Exercise text START
TED talks became a bit like the ten biblical plagues crossbred with Genesis 1:28 (be fruitful, and multiply) and a strictly enforced scripted reality TV format: the plentitude of mandatory upbeat ideas worth spreading has even been infecting non-TED talks, some talked about ideas are strictly chemtrails for academics, many the presenters with their trained TED-stage personalities are almost as bad as the cloned startup pitchers churned out by the countless accelerators.
Still, I went to TEDx BerlinSalon on Democracy. And, really, it was worth it. Mostly because of one talk. Lawrence Lessig on HOW DIGITAL DESTROYED DEMOCRACY (not yet posted).
In a nutshell, his reasoning goes like this:
- In the 19th century, elites governed, had (mostly) no idea what their subjects thought, and the people got their information from very fragmented local media.
- In the 20th century, broadcasting mainstreamed cultures and opinions, George Gallup came up with statistically relevant polling methods, and governing included feeling the pulse of what’s happening in the minds of their people.
- In the 21st century, we’re back to media fragmentation – but now combined with hyper-competition and a built-in feedback loop.
In the 19th century, the fragmentation of media was mostly defined by locality. Local competition, of it existed, may have been fierce – but, due to the immense CAPEX and OPEX was quite limited.
In the 21st century, media has morphed into opinion factories with potentially global reach. The limiting resources aren’t capital or allocable spectrum, but our limited attention span. Polarization not only shouts for attention, it does it by playing towards our tribal instincts. Us vs. them is the cheapest way to create a pretend-relationship – but comes at a price: it becomes a problem for democracy.
Lessig’s case is quite convincing. By locking tribes into micro-medial echo chambers, our societies loose their connecting tissue. We, the people, make sense about our surroundings, our lifes by story telling. That’s why media matters. Media is about helping us to connect the dots. And, compared to other ways, like a preaching every Sunday in a church, media scales very, very well – making it a core building block of societies comprised of millions and millions of people. But if this building block is converted into trans-local tribalism, the effects are noticeably bad.
In true TED spirit, he had to attach a potential way out of the bleak conundrum we’re finding ourselves in. As there’s no way back to the broadly shared virtual fireplaces of 20th century broadcasting, he’s pointing towards a different democratic approach. His example: how Mongolia’s civil society is integrated into the political decision making process, thereby creating the missing “we” …
… but asking at the same time if a process like this might scale.
Exercise text END
Supplied records START
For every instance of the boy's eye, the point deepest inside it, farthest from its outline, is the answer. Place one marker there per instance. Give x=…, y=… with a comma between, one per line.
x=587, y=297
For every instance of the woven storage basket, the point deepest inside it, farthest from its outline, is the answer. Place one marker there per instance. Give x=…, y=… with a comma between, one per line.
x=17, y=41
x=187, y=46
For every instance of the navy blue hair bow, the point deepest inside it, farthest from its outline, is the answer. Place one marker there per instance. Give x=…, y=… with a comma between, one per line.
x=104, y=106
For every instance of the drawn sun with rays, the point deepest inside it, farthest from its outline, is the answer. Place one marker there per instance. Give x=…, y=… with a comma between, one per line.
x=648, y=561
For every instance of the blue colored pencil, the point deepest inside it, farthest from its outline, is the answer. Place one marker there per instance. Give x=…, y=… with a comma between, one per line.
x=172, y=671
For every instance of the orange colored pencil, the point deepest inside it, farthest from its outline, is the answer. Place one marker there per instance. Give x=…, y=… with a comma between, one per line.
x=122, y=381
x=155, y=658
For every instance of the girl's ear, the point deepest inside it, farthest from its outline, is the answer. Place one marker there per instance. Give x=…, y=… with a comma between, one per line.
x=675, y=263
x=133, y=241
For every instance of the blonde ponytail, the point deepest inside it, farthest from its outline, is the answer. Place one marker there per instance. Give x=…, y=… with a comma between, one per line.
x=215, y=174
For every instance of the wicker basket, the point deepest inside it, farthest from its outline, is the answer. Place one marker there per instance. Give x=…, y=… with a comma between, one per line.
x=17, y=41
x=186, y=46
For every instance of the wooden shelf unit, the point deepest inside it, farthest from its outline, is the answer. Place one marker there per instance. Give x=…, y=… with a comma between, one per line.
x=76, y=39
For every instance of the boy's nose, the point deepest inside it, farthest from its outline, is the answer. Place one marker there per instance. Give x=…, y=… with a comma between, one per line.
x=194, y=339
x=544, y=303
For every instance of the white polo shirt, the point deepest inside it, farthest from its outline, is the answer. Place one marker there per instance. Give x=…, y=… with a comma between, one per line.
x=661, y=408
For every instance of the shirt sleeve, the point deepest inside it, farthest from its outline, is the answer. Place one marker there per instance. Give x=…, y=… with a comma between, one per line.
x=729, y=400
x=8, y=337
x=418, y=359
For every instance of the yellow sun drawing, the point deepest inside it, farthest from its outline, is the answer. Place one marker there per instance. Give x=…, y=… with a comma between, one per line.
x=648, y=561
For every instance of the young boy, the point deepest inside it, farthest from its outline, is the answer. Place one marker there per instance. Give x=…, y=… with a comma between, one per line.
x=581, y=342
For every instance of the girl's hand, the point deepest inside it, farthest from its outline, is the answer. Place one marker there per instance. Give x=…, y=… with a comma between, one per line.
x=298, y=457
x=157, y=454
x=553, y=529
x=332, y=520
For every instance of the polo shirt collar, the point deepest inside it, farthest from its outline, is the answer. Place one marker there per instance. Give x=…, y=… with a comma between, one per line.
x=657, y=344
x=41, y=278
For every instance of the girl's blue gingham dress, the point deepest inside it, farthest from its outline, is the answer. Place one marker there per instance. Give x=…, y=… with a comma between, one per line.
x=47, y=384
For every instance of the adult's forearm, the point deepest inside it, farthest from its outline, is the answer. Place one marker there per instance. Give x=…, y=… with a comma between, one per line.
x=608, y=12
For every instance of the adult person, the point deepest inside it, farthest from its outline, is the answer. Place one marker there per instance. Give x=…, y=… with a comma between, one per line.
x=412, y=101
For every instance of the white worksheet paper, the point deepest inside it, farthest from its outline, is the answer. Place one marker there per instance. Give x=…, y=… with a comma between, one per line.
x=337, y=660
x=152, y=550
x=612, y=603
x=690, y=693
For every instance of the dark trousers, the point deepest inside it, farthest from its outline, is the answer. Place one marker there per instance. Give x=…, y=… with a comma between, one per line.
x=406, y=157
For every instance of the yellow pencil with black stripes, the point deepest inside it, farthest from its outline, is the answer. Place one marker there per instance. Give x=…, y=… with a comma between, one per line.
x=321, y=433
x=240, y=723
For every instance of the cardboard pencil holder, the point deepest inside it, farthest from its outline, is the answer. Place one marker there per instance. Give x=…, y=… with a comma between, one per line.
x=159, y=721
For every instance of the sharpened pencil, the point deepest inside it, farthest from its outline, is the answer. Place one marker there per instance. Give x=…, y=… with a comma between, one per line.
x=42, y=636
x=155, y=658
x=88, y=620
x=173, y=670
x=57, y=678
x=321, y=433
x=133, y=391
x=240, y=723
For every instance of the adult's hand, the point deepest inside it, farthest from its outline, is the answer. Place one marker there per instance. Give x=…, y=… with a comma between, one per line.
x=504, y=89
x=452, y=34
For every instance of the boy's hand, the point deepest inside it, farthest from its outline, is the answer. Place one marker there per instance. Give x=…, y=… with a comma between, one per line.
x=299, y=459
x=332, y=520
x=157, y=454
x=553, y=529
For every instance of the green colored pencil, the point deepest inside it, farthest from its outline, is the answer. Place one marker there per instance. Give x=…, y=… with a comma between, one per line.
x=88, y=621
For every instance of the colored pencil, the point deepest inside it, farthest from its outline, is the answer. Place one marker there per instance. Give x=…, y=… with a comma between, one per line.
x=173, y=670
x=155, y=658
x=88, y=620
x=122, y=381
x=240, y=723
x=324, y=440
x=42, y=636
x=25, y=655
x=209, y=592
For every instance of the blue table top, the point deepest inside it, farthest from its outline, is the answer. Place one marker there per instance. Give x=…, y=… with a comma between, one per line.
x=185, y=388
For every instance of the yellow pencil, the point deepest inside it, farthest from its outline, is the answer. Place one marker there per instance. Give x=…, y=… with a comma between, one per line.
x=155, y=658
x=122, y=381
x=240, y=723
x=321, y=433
Supplied records END
What this exercise asks:
1/ For each statement below, decide whether it agrees with the post about Lessig's talk. Answer yes or no, and quote the words from the post that decide it.
(a) Lessig's talk had already been posted at the time of writing.
(b) George Gallup came up with statistically relevant polling methods.
(c) For 21st-century media, the limiting resource is allocable spectrum.
2/ Answer these questions from the post about Lessig's talk.
(a) Which event did the writer attend?
(b) In the 19th century, what mostly defined the fragmentation of media?
(c) Which country's civil society does Lessig use as his example?

Answers below:
1/
(a) No: "(not yet posted)"
(b) Yes: "George Gallup came up with statistically relevant polling methods"
(c) No: "The limiting resources aren’t capital or allocable spectrum, but our limited attention span."

2/
(a) TEDx BerlinSalon on Democracy
(b) Locality
(c) Mongolia